[start]
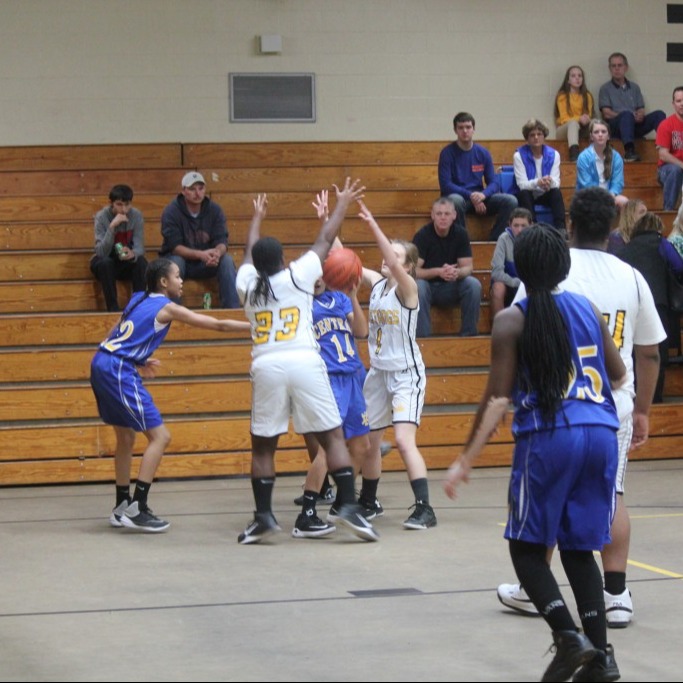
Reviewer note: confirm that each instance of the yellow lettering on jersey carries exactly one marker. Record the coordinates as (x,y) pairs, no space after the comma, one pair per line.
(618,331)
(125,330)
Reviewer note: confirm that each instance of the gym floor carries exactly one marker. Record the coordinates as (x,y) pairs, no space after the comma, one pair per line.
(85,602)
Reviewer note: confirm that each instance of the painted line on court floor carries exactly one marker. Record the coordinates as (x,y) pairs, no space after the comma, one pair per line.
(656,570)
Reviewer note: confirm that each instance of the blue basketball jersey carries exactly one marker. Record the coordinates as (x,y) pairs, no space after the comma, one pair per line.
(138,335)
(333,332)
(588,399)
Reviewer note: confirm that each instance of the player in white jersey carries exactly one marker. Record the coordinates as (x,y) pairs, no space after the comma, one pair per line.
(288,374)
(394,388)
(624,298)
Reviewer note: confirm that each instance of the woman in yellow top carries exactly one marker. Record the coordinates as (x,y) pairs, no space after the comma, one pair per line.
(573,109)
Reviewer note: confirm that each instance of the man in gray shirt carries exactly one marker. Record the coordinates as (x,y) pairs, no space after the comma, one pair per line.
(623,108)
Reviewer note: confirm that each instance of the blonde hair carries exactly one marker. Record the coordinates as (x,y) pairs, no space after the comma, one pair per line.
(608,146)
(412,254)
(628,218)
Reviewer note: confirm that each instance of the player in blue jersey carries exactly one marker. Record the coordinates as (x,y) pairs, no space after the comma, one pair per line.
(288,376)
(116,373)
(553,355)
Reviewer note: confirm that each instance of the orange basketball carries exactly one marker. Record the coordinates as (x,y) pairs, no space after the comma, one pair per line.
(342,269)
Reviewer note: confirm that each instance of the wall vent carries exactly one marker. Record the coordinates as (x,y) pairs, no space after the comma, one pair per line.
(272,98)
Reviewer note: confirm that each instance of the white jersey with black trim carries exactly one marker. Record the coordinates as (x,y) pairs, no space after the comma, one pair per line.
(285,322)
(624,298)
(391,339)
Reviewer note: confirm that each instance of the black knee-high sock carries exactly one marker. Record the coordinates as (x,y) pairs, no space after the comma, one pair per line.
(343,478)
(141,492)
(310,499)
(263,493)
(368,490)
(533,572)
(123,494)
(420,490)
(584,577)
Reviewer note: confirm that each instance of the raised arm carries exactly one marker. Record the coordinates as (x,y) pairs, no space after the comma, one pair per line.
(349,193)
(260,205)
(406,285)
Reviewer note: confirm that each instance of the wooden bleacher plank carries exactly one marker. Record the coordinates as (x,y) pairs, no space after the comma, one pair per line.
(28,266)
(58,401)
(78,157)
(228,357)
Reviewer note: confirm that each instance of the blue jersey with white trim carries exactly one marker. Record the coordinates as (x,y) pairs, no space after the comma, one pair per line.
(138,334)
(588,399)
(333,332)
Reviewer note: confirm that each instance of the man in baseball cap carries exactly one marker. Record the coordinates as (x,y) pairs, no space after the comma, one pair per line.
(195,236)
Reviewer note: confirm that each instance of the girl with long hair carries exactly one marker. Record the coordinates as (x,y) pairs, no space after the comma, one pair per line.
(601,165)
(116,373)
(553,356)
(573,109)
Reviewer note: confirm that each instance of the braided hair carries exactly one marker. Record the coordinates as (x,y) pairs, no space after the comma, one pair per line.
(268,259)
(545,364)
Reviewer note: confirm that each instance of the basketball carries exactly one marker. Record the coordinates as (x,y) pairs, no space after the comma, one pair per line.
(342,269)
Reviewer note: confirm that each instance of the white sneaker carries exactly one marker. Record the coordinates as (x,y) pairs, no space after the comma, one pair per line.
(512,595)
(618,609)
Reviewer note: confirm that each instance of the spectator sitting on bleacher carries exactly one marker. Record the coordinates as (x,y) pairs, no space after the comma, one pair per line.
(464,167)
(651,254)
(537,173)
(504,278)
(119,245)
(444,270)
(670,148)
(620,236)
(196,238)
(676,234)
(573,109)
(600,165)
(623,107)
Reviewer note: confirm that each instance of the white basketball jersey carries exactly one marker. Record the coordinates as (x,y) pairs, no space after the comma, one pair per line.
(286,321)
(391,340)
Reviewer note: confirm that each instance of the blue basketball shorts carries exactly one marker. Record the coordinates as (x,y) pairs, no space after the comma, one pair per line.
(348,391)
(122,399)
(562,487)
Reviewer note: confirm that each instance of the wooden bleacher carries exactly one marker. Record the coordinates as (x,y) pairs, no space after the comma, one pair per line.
[end]
Reproduce all of the material above word for word, line by line, and leave out the pictures.

Reviewer note: confirm that each instance of the yellow lettering on jersey carries exactly one marker. Record the coordinates as (x,y) pairs, no space after the comma, one pair per line.
(618,331)
(125,330)
Reviewer note: confirm that each instance of the gym floor carries exactly one marker. Record the coordinates as (x,y) pairs, no space after the comma, one pair per line.
(85,602)
Reviewer note: confirm that each instance of the painted line on court floor carries exactly one marker. Record the coordinates as (x,y) pairs, no space after the comma, one pair per line.
(656,570)
Reviewer note: confirm that each instance of the blue basketball jersey carries exactly one marker. Record the coordinates as (x,y) pairs, no space after the comma, one pair per line.
(138,335)
(333,332)
(588,399)
Reviewer note: confirm that each instance of the player in white jersey carries exactly one marker. Record the coordinates as (x,y) pairs, no space after the comma, one pair per line.
(288,374)
(394,388)
(624,298)
Reviewer note: confirm that each instance of the woman in yellow top carries exactly one marker. Record the coordinates as (x,y) pairs, no space after the comma, one pair per line.
(573,109)
Reviewer note: confirm that each instance of the man in gray shirt carries exactly one marker. Record the coordinates as (x,y) pairs, no space after the comma, one pair per line.
(623,108)
Reviewer note: confirm that each instance of the blonde hair carries exactly one marker. Record the coordinates as (x,y) pairs, no space after the comma, one pair per line.
(608,146)
(412,254)
(628,218)
Reviewer note: confirm that each instance of the player in blue jersey carries exactly one marker. Record the coordinates as (x,y) pairs, no space after the comma, one pair per line.
(288,376)
(116,373)
(553,355)
Reviewer note: confirm that each instance of the orange basketball carries exactly one marker. Record the coordinates as (x,y) pairs, no space after the comma, one pair per line.
(342,269)
Reviewer note: confirm that each instance of the wall vent carries exactly one marker. Record the coordinates as (x,y) pairs, no space after the comma, one pair per line.
(272,98)
Reviewer note: confirm that each instance of the white jersey with black trim carries exactly one marker. Record the coordinates as (x,y) pairs, no space after the comma, one pair per line.
(285,322)
(624,298)
(391,339)
Reviewer note: confirm that each instance of the black knee-high sock carries exactly one marker. Record the coordinates as (x,y) pairs, no space after the comma, one pair per line.
(343,478)
(141,492)
(310,499)
(263,493)
(368,490)
(533,572)
(123,494)
(420,490)
(584,577)
Reviewer note: confirm that each instance of the raised arm carries exactly one marker. Record the coordinates as (x,y) pairs, no space after the comma, one pair per line.
(349,193)
(260,205)
(406,285)
Reviewer note: confirm that each instance of the wooden bleacher plank carries exactly one marker. Record the coordinates as (x,y) pairs, no space after the comma, one pair per line.
(28,266)
(58,401)
(78,157)
(228,357)
Reviewer note: confirm that each instance of the blue jersey with white trim carries exactly one marker. Record the coordinates as (x,y) pairs, no space after the comma, one pair per line.
(138,334)
(588,399)
(333,332)
Reviewer note: confirm that each instance of the man in baseball cap carries exactly one marker. Record the coordinates as (x,y) pairs, no space after the comma, one pair per line.
(195,236)
Reviewer note: confirm that each instance of the girl with long hair carries exactly one marker. Record the coordinates as (x,y) pairs, no space after the comma, one pair per line.
(601,165)
(116,373)
(553,356)
(573,109)
Reviewer note: confirm that each instance of the braided hair carries exactly one marker. Record the coordinates as (x,y) pairs, no space after the comma, one pair per line.
(268,259)
(545,364)
Reviewer note: confirm that each instance of the basketball carries exactly one marker. Record the coordinates as (x,y) pairs, no space after the comma, one pair per line.
(342,269)
Reviewer note: confirm that each instance of the white sneaker carries exactly one marker. Record the coordinates as (x,y) pairs, no space after the comma, one pair per line.
(512,595)
(618,609)
Reviewer note: confirm that each instance of the spectator sitting on bleacher carries exactly one marker. Record the coordinates as (x,y) pairs, no space after the comma, one pair per line.
(464,167)
(651,254)
(537,173)
(504,278)
(119,245)
(444,270)
(670,148)
(620,236)
(196,238)
(676,234)
(573,109)
(600,165)
(623,107)
Reviewer note: confirm that each instance of the white basketball jersey carries exactly one marker. Record the coordinates as (x,y) pairs, no space after the comma, one pair per line.
(286,321)
(391,340)
Reviewer note: confirm that each instance of the blue basketball shorts carries exactly one marker. Record the coordinates as (x,y) pairs, no space after the comma, one pair per line.
(348,391)
(122,399)
(562,487)
Reviewer note: confirm that each instance of the wooden bleacher carries exactly one marker. Record the coordinates as (x,y) pairs, no space after the comma, one pair per line.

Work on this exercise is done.